Exercise: Search the listing for the string "green" and copy every line that contains it.

The input:
------
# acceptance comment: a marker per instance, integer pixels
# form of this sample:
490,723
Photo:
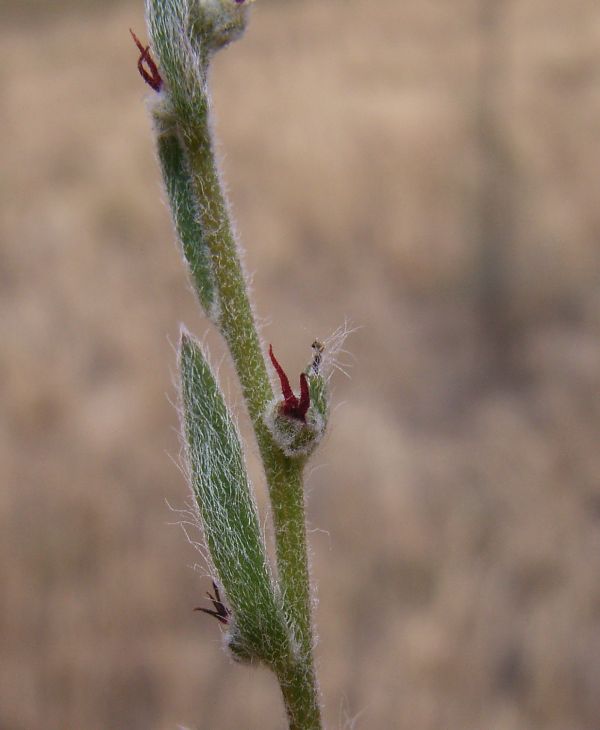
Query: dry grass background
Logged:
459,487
------
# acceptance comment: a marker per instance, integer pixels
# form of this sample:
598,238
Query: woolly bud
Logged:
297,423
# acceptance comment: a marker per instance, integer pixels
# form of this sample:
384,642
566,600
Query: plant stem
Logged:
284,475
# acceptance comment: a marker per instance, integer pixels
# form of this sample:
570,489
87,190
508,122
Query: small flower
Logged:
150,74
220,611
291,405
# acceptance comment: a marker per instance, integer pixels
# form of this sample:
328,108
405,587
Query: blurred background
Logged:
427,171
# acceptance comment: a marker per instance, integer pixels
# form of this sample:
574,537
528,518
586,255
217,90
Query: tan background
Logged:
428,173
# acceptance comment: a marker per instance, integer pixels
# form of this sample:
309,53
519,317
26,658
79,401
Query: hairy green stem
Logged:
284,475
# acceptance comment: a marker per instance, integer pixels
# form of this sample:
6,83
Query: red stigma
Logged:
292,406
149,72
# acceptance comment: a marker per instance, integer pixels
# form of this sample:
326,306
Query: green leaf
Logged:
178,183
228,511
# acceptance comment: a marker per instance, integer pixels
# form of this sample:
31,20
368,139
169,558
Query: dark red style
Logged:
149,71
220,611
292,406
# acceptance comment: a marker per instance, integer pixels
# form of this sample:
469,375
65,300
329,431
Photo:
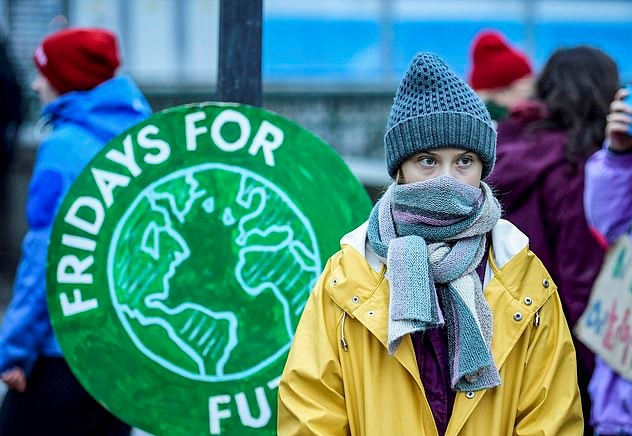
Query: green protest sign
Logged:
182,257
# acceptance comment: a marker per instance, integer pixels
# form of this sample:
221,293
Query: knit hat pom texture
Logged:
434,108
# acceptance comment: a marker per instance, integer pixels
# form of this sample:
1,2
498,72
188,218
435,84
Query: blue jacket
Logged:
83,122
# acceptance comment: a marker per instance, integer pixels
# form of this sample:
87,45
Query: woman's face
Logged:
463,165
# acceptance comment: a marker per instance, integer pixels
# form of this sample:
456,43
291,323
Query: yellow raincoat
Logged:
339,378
------
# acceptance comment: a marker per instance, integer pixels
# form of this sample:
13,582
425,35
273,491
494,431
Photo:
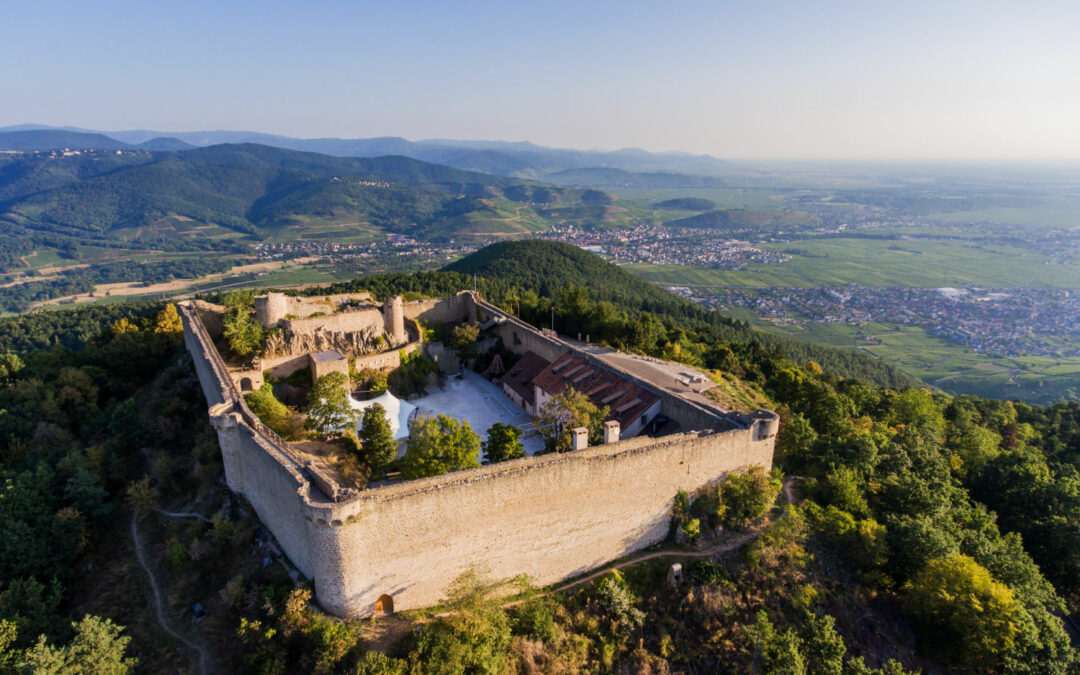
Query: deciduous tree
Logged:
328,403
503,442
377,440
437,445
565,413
------
Finished task:
Query: hairy green stem
Query: green leaf
Query: green protest sign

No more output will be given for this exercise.